Extract provided:
========================================

In the Motorcade on Houston Street

Those in the journalists’ and photographers’ vehicles would have had an even worse view of the president’s car, and must have been describing the motorcade rather than the car:

  • Bo Byers (1) was in the White House press bus, at least eight vehicles behind Kennedy’s car, and may have only just reached Houston Street at the time of the shooting. He claimed that the presidential limousine “almost came to a stop, a dead stop.”
  • Bob Clark (2), in the national press pool car, “Reported on the air that the limousine stopped on Elm Street during the shooting,” according to Palamara.
  • Merriman Smith (3), in the same car as Clark, stated that the presidential limousine “seemed to falter briefly.”
  • Robert MacNeil (8), in the White House press bus, wrote that “the president’s driver slammed on the brakes … after the third shot.”
  • Henry Burroughs (9), an Associated Press photographer riding in camera car no.2, wrote to Palamara that “we heard the shots and the motorcade stopped.”
  • Robert Baskin (30), a reporter for the Dallas Morning News, was in the press car. He wrote the next day that “the motorcade ground to a halt.”
  • David Broder (43), a reporter for the Washington Evening Star, wrote that “the President’s car paused momentarily.”

Dubious Witnesses

Palamara cites two people whose evidence is problematic:

  • An unnamed witness (40) in the courthouse building on Houston Street apparently claimed that “the cavalcade stopped there and there was bedlam.”
  • Norman Similas (55) is quoted as claiming that “the Presidential limousine had passed me and slowed down slightly.” It is far from certain that Similas was actually in Dealey Plaza on 22 November 1963.

Did the Car Stop or Just Slow Down?

Evidence that the Car Stopped

It is noteworthy that only one of Palamara’s 59 witnesses stated forcefully that President Kennedy’s car actually stopped. That witness, William Newman, was consistent in his claim that the car stopped very briefly: “momentarily … only a momentary stop … very momentarily … just for a moment.” Similar words were used by Mary Moorman and by three of the four police motorcyclists closest to the car, James Chaney, B.J. Martin and Douglas Jackson, although two of these five witnesses qualified their statements: Chaney stated that the car “did not quite stop, but almost did,” and Moorman stated that “the car either stopped momentarily or hesitated.”

All of these witnesses were very close to the car at the time of the fatal shot. As well as Newman, Martin and Jackson, two other witnesses with a clear view of the presidential limousine claimed unequivocally that the car itself, rather than other elements of the motorcade, had stopped:

  • Clemon Johnson, who was standing on the overpass,
  • and Alan Smith, who was standing on the north side of Elm Street.

Eight other witnesses, all of whom were further away and are likely to have had their view of the car partially obscured by other vehicles in the motorcade or by other spectators, stated that it had stopped:

  • James Courson, a police motorcyclist who was turning the corner from Houston Street onto Elm Street;
  • Marilyn Willis and Hugh Betzner, who were on the south side of Elm Street opposite the Texas School Book Depository;
  • Roy Truly and Peggy Burney, who were standing on the north side of Elm Street outside the TSBD;
  • Billy Lovelady, who was standing in the doorway of the TSBD;
  • and Bob Clark and David Broder, who were at various locations on Houston Street.

========================================

Data section:

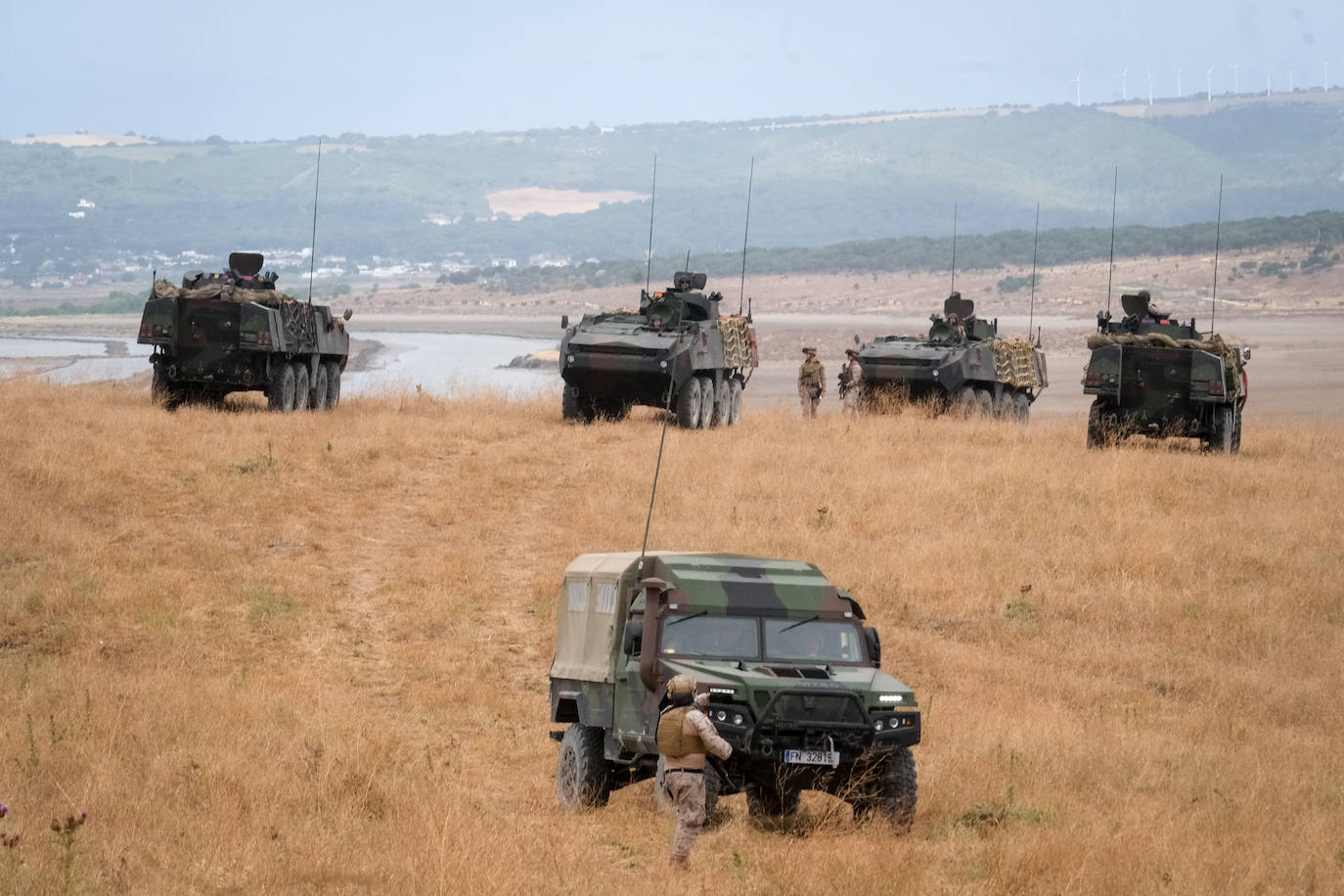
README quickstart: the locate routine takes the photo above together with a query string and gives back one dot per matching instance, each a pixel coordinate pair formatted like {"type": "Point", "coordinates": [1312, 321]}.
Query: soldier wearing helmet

========================================

Do this:
Answer these from the motorcade witness text:
(a) In which vehicle was Bo Byers riding?
(b) Where was Clemon Johnson standing?
(c) How many witnesses does Palamara have in total?
Rely only on the motorcade witness text, not on the material.

Written solution:
(a) The White House press bus
(b) On the overpass
(c) 59